- _Objective_: All of the records below need to be copied exactly.

>> begin

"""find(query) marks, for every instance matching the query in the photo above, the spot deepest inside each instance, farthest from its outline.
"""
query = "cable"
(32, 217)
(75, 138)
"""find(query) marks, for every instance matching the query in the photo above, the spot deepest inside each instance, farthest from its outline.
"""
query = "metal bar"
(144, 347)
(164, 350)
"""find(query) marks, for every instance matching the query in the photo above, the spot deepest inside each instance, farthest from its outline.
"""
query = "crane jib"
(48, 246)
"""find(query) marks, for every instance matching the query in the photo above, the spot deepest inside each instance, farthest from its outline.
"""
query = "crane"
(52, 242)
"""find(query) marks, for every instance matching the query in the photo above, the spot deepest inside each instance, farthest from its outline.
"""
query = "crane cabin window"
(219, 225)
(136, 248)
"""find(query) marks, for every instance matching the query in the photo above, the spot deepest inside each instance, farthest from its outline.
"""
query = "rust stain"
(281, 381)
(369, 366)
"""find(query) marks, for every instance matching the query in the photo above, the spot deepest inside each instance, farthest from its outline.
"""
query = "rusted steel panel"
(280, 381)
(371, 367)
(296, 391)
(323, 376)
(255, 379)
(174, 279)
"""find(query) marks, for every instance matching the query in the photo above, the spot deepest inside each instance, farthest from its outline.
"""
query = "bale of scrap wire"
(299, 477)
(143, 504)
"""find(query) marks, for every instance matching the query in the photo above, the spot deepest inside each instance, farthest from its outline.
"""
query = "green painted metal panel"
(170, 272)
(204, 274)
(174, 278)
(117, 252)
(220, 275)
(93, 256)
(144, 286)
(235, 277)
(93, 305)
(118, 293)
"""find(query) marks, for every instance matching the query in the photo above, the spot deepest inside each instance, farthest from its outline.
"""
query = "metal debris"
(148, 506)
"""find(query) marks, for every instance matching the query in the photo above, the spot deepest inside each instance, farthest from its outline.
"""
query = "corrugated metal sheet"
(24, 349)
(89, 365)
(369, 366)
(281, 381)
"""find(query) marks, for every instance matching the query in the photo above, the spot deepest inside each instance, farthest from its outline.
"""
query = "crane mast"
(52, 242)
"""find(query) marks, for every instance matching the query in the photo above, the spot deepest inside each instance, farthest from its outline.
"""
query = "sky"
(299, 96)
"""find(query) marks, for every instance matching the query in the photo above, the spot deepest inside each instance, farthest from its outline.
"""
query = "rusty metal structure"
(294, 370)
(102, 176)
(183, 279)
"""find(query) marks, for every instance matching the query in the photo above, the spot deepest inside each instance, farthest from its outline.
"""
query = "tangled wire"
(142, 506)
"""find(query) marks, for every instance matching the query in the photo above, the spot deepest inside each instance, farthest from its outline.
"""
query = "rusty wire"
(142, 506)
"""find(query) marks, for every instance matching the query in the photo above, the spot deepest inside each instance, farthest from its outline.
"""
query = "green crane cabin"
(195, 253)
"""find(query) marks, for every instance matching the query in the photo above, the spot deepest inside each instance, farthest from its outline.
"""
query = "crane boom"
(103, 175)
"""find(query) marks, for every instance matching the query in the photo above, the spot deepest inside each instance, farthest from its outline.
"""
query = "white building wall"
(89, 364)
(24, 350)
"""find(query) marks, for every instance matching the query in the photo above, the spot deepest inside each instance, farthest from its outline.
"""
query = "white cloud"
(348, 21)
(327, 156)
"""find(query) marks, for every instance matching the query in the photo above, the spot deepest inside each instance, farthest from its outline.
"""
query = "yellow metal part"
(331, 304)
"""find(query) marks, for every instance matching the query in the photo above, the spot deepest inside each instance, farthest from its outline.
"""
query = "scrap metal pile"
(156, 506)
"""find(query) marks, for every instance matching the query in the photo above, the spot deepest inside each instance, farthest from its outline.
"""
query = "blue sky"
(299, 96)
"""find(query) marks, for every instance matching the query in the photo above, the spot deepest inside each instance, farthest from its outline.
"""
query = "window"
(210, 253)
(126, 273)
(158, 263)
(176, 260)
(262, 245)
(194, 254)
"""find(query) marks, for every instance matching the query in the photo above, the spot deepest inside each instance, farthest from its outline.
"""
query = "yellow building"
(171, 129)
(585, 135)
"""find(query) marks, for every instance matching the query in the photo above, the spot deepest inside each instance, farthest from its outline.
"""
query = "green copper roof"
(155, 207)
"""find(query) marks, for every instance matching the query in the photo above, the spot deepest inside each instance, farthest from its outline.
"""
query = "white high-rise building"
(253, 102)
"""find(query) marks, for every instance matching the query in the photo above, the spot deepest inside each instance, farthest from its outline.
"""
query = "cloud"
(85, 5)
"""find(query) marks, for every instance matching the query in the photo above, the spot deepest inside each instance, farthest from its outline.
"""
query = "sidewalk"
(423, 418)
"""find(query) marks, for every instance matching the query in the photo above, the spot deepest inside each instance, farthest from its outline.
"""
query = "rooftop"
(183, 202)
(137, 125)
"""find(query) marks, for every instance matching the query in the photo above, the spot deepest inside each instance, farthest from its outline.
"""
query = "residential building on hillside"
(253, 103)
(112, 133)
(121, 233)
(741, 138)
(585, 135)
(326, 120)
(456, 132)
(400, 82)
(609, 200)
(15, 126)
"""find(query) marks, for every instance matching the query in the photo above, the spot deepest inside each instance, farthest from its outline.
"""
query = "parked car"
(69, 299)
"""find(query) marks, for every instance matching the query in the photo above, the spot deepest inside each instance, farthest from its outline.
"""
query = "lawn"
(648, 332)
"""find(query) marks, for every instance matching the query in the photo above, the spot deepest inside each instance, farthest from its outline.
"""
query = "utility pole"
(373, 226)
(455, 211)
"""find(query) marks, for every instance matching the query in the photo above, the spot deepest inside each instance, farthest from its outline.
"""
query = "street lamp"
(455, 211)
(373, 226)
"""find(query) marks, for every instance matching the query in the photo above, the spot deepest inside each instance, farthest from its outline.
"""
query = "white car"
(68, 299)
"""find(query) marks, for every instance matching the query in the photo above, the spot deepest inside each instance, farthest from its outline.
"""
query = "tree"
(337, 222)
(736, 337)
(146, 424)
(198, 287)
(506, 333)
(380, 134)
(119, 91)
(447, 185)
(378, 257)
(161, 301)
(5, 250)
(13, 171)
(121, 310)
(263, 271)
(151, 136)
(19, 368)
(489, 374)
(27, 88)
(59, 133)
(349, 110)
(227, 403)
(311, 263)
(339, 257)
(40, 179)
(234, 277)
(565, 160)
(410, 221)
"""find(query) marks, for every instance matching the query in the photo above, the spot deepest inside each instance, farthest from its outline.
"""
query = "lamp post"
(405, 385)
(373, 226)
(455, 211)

>> end

- _Result of the task_:
"""find(query) marks, for every instance matching the query in the photo above, the spot deepest inside each instance, farthest from its outline.
"""
query = "cable"
(32, 217)
(75, 138)
"""find(query) marks, for every instance matching the query in the photo above, the spot deepest inside each instance, farthest from its outline.
"""
query = "metal bar"
(144, 347)
(164, 350)
"""find(query) marks, for every instance matching the query in the photo above, the spot deepest inside each instance, farthest from its outline.
"""
query = "crane jib"
(48, 246)
"""find(query) marks, for every instance matching the query in the photo above, the spot deepest inside each instance, farthest from its outline.
"""
query = "crane"
(52, 242)
"""find(query) marks, for every instance matching the query in the photo above, the spot deepest inside each instance, farthest from its outline.
"""
query = "crane cabin window"
(219, 225)
(136, 248)
"""find(query) marks, for every instance matching the query in the photo above, the spot deepest inside each instance, farthest from its outline.
"""
query = "rust stain"
(281, 381)
(369, 366)
"""find(query) marks, for every instance matching the query in the photo above, the spot deepest inside each instance, farthest from its outline.
"""
query = "rusted steel panel"
(280, 381)
(371, 367)
(296, 391)
(323, 376)
(255, 379)
(174, 279)
"""find(query) marks, for every instance matching the query in the photo above, the spot deepest inside each instance, farthest from its outline.
"""
query = "bale of scrap wire"
(299, 477)
(143, 504)
"""find(query) marks, for every instance matching the query in the photo above, the spot deepest inside each instance, farthest from its outline.
"""
query = "green painted metal panel"
(170, 272)
(204, 274)
(174, 278)
(117, 252)
(220, 275)
(93, 256)
(144, 286)
(235, 277)
(93, 305)
(118, 293)
"""find(query) marks, for every instance matching the query in the photo above, the spot deepest inside each instance, farthest from its outline.
"""
query = "metal debris"
(148, 506)
"""find(query) marks, for every instance matching the query in the photo above, the spot deepest inside each instance, farthest from its outline.
"""
query = "corrugated metal sheet"
(24, 349)
(89, 365)
(369, 366)
(281, 381)
"""find(query) marks, for every instance matching the query in the photo above, the spot deepest inside each instance, farthest from its outline.
"""
query = "crane mast"
(52, 242)
"""find(query) marks, for every instance matching the query in the photo above, the spot deepest inside each instance, farthest from its outline.
"""
query = "sky"
(299, 96)
"""find(query) marks, for every instance matching the query in the photo above, the spot deepest inside each instance, farthest from its outline.
"""
query = "rusty metal structure"
(294, 370)
(102, 176)
(183, 279)
"""find(query) marks, for every instance matching the query in the photo above, the spot deepest inside each instance, farthest from its outline.
"""
query = "tangled wire"
(142, 506)
"""find(query) marks, for every instance matching the query in the photo above, the spot deepest inside each instance, farthest from its outline.
"""
query = "rusty wire"
(142, 506)
"""find(query) marks, for every instance matching the query in the photo above, the spot deepest inside each instance, farthest from its outline.
"""
query = "green crane cabin"
(195, 253)
"""find(query) marks, for every instance matching the query in the photo above, the spot deepest inside each instance, farthest from its outline.
"""
query = "crane boom"
(103, 175)
"""find(query) marks, for every instance matching the query in the photo above, the spot deepest inside each instance, farthest from its outline.
"""
query = "white building wall"
(89, 364)
(24, 350)
"""find(query) marks, for every instance matching the query in the photo above, the spot deepest inside each instance, farthest from its outline.
"""
query = "white cloud"
(348, 21)
(327, 156)
"""find(query) marks, for every instance matching the query in the photo above, the spot deepest inside each instance, farthest from its outline.
"""
query = "yellow metal part"
(331, 304)
"""find(query) marks, for every instance matching the query in the photo above, the spot deepest inside each instance, farthest from its outline.
"""
query = "scrap metal pile"
(156, 506)
"""find(query) marks, for every instance matching the query in the photo above, the spot deepest inside each instance, farthest from its outline.
"""
query = "blue sky"
(299, 96)
"""find(query) marks, for every instance matching the query in the photo above, the spot deepest inside each instance, farthest from its outline.
"""
query = "window"
(210, 253)
(126, 273)
(158, 263)
(176, 260)
(262, 245)
(194, 254)
"""find(query) marks, for every instance matching the query in the photo above, the spot deepest inside each instance, farthest from its outline.
"""
query = "yellow building"
(171, 129)
(585, 135)
"""find(query) marks, for every instance matching the query in the photo above, the spot deepest inside each instance, farthest from its outline.
"""
query = "green copper roof"
(155, 207)
"""find(query) marks, for every instance matching the query in the photo above, the spot deepest inside each instance, farthest from its outline.
"""
query = "white high-rise building"
(253, 102)
"""find(query) marks, for every instance matching the query in the photo above, the spot deepest inside each instance, farthest from its outline.
"""
query = "cloud"
(85, 5)
"""find(query) marks, for every instance matching the query in the photo above, the spot deepest inside each instance, farthest from its outline.
"""
query = "sidewalk"
(423, 418)
"""find(query) marks, for every instance matching the query in the photo above, the spot deepest inside each instance, farthest from its outline.
"""
query = "rooftop"
(183, 202)
(137, 125)
"""find(query) marks, for every instance matching the query in the photo above, the spot deepest inside each instance, farthest from its outline.
"""
query = "residential building on hillside"
(253, 103)
(112, 133)
(121, 233)
(741, 138)
(585, 135)
(326, 120)
(456, 132)
(400, 82)
(609, 200)
(15, 126)
"""find(query) marks, for every instance matching the query in the photo above, the spot deepest inside each instance, farthest from its outline.
"""
query = "parked car"
(69, 299)
"""find(query) marks, for every instance matching the query in the photo above, the spot deepest inside each instance, farthest from its outline.
"""
query = "lawn"
(648, 332)
"""find(query) marks, for every instance matching the query in the photo above, the spot deepest inside each instance, farthest from its outline.
"""
query = "utility pole"
(373, 226)
(455, 211)
"""find(query) marks, for every instance matching the query in the photo above, the spot deepest inside each instance, farthest from its outline.
"""
query = "street lamp"
(455, 211)
(373, 226)
"""find(query) marks, for every instance matching the query in the photo above, the spot deepest inside each instance, farthest from its outline.
"""
query = "white car"
(68, 299)
"""find(query) marks, for every instance matching the query in the photo above, the spot deepest inside each instance, farthest from its outline.
"""
query = "tree"
(337, 222)
(736, 337)
(146, 424)
(198, 287)
(506, 333)
(380, 134)
(119, 91)
(447, 185)
(378, 257)
(161, 301)
(5, 250)
(13, 171)
(121, 310)
(263, 271)
(151, 136)
(19, 368)
(489, 374)
(27, 88)
(59, 133)
(349, 110)
(227, 403)
(311, 263)
(339, 257)
(40, 179)
(234, 277)
(565, 160)
(410, 221)
"""find(query) marks, for every instance matching the query in the photo above, the spot deepest inside each instance, farthest from its outline.
"""
query = "lamp post"
(405, 385)
(373, 226)
(455, 211)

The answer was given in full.